— Start TEXT SEGMENT —

A rousing celebration of books, of the shops where they are sold, and of the people who work, read, and live in them, The Bookstore is also a story about emotional discovery, the complex choices we all face, and the accidental inspirations that make a life worth the reading.
The world is Esme Garland’s oyster. The possibilities are endless a British student in New York city. That is until she finds out she is pregnant. When she goes to tell the father he dumps her. After figuring out that she is keeping the baby she endeavors to go it alone. She finds employment at a quirky used bookstore, The Owl. The father comes back into the scene. In the end the bookstore becomes her saving grace.
In an Oyster Shell- I am so disappointed that I spent money on this book.
The Pearls – The concept was interesting. Centered around a bookstore that becomes Esme’s safe place is one of the few redeeming qualities of the book.
The setting was really interesting. I feel that the author really did justice to New York city. There were lots of restaurants and places that were mentioned in the book. It made the book come alive.
The supporting characters added a nice depth to the story. More competent than the main character. The author gave the supporting characters quirky attributes that made the read more interesting.
The Sand – The protagonist did not show much growth in the story. She didn’t learn from her mistakes. It was quite frustrating. This is the most bland character I’ve read in a long time. She chose to stay in an emotionally abusive relationship. When it was over she still pined for the guy. It was disappointing and aggravating, The ending was anti-climatic.

— End TEXT SEGMENT —

(WRITTEN TASKS):
1. In the review of The Bookstore, what are the answers to these questions?
(a) What is the name of the used bookstore where Esme finds employment?
(b) Which city does the reviewer feel the author did justice to?
(c) What kind of relationship does the protagonist choose to stay in?
2. Could you restate the paragraph of the review of The Bookstore that begins "The world is Esme Garland's oyster" as a short bulleted list that keeps its main facts?
3. Would you reproduce the review of The Bookstore word for word, beginning at "The setting was" and stopping after "book come alive."?

— Start PROVIDED DATA —

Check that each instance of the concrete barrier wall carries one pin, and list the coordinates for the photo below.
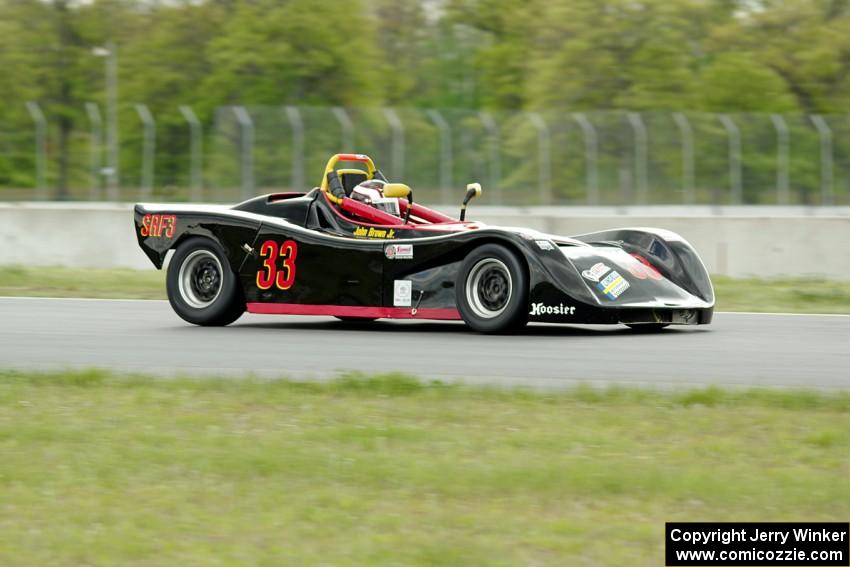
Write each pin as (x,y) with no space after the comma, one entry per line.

— End PROVIDED DATA —

(TASK-BY-TASK SOLUTIONS):
1.
(a) The Owl
(b) New York City
(c) An emotionally abusive relationship

2.
- Esme Garland is a British student in New York City with endless possibilities, until she finds out she is pregnant.
- When she tells the father, he dumps her.
- She decides to keep the baby and go it alone.
- She finds work at The Owl, a quirky used bookstore.
- The father comes back into the scene.
- In the end, the bookstore becomes her saving grace.

3.
The setting was really interesting. I feel that the author really did justice to New York city. There were lots of restaurants and places that were mentioned in the book. It made the book come alive.